-- The problem --
Please copy out every one of the rows below word for word, changing nothing.

-- Supplied data --

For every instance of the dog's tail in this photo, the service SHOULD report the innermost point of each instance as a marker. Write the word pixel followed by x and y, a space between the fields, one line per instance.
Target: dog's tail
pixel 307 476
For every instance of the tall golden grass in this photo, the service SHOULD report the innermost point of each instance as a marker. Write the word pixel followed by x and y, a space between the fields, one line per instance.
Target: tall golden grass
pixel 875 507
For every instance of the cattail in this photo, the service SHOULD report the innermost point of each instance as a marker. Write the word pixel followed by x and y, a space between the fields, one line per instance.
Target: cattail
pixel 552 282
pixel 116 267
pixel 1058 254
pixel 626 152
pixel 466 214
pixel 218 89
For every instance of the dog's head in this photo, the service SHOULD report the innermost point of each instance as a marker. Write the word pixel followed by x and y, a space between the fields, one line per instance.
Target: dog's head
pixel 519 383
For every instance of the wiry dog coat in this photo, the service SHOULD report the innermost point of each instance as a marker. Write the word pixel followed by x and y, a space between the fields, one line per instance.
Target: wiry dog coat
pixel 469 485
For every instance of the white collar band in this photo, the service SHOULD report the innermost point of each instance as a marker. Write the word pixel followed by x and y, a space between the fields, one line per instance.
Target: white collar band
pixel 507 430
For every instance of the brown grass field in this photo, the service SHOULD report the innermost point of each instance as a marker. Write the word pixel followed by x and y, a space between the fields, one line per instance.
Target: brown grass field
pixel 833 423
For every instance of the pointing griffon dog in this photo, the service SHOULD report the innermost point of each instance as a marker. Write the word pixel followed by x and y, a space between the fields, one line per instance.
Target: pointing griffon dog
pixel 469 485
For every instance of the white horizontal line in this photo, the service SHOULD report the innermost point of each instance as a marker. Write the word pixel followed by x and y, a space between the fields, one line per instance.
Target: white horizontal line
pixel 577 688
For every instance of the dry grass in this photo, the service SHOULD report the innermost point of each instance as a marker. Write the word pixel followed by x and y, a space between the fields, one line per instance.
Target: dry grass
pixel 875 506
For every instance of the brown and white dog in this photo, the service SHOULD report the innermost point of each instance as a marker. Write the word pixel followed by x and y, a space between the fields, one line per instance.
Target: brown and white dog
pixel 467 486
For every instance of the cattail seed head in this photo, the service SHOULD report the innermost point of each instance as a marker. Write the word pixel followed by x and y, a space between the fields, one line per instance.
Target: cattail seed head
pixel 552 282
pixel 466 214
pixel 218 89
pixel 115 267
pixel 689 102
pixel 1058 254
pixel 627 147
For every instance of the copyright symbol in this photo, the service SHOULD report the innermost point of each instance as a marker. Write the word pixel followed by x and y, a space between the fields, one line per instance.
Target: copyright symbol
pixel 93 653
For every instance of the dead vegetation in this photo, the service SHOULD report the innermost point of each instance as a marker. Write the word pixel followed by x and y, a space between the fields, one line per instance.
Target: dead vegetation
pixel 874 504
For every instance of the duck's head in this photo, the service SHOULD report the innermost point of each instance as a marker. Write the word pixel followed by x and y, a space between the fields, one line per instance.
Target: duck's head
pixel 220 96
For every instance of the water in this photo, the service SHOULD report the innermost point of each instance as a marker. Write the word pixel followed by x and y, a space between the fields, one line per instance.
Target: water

-- Output below --
For every instance of the dog's tail in this photo, the service SHOULD report the innermost point of each instance as a marker. Write the word pixel followed by x and y, a space between the fields, one line per instance.
Target: dog's tail
pixel 307 476
For every instance of the tall golden grass in this photo, the service SHOULD report the innermost point of each instance as a marker. Write the word pixel followed by x and y, a space between the fields, one line per instance.
Target: tall golden grass
pixel 875 507
For every instance of the cattail in this photo, the service SHOULD report the innermost point of each instance as a marker. Write the word pixel followed by x and y, a space between the fields, one line per instance.
Target: cattail
pixel 552 282
pixel 116 267
pixel 1058 254
pixel 626 152
pixel 466 214
pixel 218 89
For every instance of the dog's head in this photo, the service SHOULD report the innermost point of each instance as a marker. Write the word pixel followed by x and y, a space between the fields, one line per instance.
Target: dog's head
pixel 519 383
For every instance of the wiry dog coat in this photo, the service SHOULD report the innermost point of each instance as a marker. Write the word pixel followed by x and y, a space between the fields, one line per instance.
Target: wiry dog coat
pixel 469 485
For every instance of the white collar band in this photo, the service SHOULD report the innermost point of each instance as a marker. Write the word pixel followed by x and y, a space between the fields, one line per instance.
Target: white collar band
pixel 507 430
For every instance of the brown grass field in this photo, the service SHOULD report the innermost point of each instance as a marker. Write the word pixel followed by x and y, a space between the fields, one line per instance.
Target: brown grass field
pixel 833 423
For every instance of the pointing griffon dog in this photo, the service SHOULD report the innermost point of each instance as a marker. Write the word pixel followed by x and y, a space between the fields, one line per instance.
Target: pointing griffon dog
pixel 469 485
For every instance of the white horizontal line in this photo, the service SHOULD report the innermost point of each instance as a marker. Write the word pixel followed by x and y, a space between the fields, one line per instance.
Target: white horizontal line
pixel 577 688
For every instance of the dry grass in this photo, the service SHOULD report the innermost point of each instance as a marker. Write the word pixel followed by x and y, a space between the fields, one line per instance.
Target: dry grass
pixel 875 506
For every instance of the brown and white dog in this photo, the service SHOULD report the innermost point of each instance as a marker. Write the word pixel followed by x and y, a space between the fields, one line per instance.
Target: brown and white dog
pixel 467 486
For every instance of the cattail seed head in this photo, the service SHOULD report the innermost point of each instance as a marker. Write the word pixel followed by x and y, a space between the fields, one line per instance.
Target: cattail seed head
pixel 552 282
pixel 466 214
pixel 218 89
pixel 115 267
pixel 689 102
pixel 1058 254
pixel 627 147
For every instance of the copyright symbol in this photo, the service SHOULD report the innermost point of each instance as a marker. Write the word pixel followed by x and y, a space between the fields, one line per instance.
Target: copyright symbol
pixel 93 653
For every instance of the dead vegetation in this photo, the service SHOULD report the innermost point of each instance as a marker. Write the word pixel followed by x and y, a space between the fields, one line per instance.
Target: dead vegetation
pixel 874 504
For every instance of the duck's head in this photo, the service SHOULD report the innermost point of each instance as a marker. Write the word pixel followed by x and y, a space between the fields, one line per instance.
Target: duck's head
pixel 220 96
For every instance of the water in this photo, the service SHOULD report the innermost point of each instance as a marker. Write the word pixel followed by x and y, a space between the fields, one line per instance.
Target: water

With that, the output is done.